Consignes:
a. Quelles personnalités le texte sur les Pussy Riot nomme-t-il parmi celles qui ont défendu leur cause ?
b. Reproduisez, dans le texte sur les Pussy Riot, le passage allant de « Non seulement elles » à « Poutine jusqu’alors confidentielle. ».

Texte à lire:
▼▼▼

Non seulement elles clament leur opposition à Vladimir Poutine, mais leur force est de performer dans la cathédrale Saint-Sauveur, proche du pouvoir, alors que l’Église orthodoxe est un des plus puissants appareils idéologiques de l’État.
Arrêtées et inculpées pour hooliganisme, leur procès très médiatisé les a propulsées sur le devant de la scène et leur cause a été défendue par des personnalités artistiques et politiques comme Madonna, Sting, Paul McCartney, Aung San Suu kyi…
Elles ont réussi un coup de force : populariser une opposition à Poutine jusqu’alors confidentielle.
Maria Alekhina, membre du groupe Pussy Riot : « L’art politique diffère des partis politiques parce qu’il pose des questions gênantes. »

▲▲▲

Liste des données:
▼▼▼

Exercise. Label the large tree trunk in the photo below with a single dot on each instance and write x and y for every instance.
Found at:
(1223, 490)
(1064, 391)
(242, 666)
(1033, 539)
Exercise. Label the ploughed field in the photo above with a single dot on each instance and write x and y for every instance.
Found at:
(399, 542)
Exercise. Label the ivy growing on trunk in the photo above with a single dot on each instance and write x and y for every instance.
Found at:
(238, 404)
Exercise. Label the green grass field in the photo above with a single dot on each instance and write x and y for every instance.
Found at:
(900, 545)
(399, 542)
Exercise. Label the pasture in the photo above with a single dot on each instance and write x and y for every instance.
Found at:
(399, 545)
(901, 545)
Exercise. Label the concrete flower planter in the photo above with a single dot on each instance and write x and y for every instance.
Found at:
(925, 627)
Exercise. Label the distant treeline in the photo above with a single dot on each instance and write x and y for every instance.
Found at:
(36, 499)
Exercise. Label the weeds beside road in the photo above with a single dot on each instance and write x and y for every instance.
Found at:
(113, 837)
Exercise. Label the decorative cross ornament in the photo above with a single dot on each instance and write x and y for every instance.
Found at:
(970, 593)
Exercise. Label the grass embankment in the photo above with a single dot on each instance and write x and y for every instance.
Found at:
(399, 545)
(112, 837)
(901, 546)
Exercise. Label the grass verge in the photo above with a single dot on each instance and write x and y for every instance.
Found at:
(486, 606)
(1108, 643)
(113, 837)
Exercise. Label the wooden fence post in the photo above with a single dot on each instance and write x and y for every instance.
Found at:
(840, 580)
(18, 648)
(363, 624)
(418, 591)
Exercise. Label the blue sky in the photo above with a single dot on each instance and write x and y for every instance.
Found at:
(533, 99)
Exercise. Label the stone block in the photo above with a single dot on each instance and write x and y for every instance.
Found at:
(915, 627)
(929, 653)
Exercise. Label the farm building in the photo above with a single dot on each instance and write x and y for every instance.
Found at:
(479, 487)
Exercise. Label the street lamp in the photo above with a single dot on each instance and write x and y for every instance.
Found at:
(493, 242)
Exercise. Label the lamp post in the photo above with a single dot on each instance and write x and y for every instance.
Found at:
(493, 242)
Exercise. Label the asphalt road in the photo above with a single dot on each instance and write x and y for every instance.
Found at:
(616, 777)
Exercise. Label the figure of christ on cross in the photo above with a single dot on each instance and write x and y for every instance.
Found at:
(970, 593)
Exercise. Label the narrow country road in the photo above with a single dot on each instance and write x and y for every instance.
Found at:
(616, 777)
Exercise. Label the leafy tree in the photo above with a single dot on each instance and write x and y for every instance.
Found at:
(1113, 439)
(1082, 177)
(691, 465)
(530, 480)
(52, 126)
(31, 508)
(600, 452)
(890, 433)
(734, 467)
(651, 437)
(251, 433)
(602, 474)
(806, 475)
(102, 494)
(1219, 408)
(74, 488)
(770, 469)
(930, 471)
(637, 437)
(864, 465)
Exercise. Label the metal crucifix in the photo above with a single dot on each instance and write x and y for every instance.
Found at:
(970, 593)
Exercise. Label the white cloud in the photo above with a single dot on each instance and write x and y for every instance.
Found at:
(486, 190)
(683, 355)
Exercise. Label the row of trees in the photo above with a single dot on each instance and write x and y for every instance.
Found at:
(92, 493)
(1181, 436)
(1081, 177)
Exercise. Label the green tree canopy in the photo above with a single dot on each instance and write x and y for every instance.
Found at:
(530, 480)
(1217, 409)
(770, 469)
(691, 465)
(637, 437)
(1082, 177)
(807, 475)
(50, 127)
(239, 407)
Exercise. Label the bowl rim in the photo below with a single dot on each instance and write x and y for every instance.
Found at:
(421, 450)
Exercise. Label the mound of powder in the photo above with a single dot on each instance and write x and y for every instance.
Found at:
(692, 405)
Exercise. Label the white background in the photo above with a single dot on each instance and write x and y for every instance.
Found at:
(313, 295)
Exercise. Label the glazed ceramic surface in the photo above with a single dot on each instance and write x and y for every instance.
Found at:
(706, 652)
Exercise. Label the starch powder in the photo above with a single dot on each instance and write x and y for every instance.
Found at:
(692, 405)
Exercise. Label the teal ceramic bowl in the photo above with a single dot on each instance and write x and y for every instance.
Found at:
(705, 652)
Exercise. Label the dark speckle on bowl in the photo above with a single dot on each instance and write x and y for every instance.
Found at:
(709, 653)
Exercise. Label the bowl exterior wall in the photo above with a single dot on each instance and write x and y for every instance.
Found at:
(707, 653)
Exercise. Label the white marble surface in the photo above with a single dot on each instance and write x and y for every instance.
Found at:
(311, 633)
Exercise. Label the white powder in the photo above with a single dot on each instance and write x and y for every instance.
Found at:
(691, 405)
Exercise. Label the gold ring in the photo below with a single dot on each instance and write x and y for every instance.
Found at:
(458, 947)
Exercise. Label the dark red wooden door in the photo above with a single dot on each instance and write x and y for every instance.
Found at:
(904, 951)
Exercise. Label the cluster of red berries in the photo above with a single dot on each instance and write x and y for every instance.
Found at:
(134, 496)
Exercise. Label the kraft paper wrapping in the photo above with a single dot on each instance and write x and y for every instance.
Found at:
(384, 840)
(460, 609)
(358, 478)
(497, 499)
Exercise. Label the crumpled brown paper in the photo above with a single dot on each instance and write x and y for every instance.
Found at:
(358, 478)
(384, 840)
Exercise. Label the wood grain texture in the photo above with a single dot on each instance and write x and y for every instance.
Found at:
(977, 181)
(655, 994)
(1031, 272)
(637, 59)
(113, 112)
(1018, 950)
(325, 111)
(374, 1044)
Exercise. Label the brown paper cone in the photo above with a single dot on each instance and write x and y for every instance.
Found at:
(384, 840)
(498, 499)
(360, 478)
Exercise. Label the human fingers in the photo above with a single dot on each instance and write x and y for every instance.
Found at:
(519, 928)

▲▲▲

Réponses:
a. Madonna, Sting, Paul McCartney, Aung San Suu kyi

b.
Non seulement elles clament leur opposition à Vladimir Poutine, mais leur force est de performer dans la cathédrale Saint-Sauveur, proche du pouvoir, alors que l’Église orthodoxe est un des plus puissants appareils idéologiques de l’État.
Arrêtées et inculpées pour hooliganisme, leur procès très médiatisé les a propulsées sur le devant de la scène et leur cause a été défendue par des personnalités artistiques et politiques comme Madonna, Sting, Paul McCartney, Aung San Suu kyi…
Elles ont réussi un coup de force : populariser une opposition à Poutine jusqu’alors confidentielle.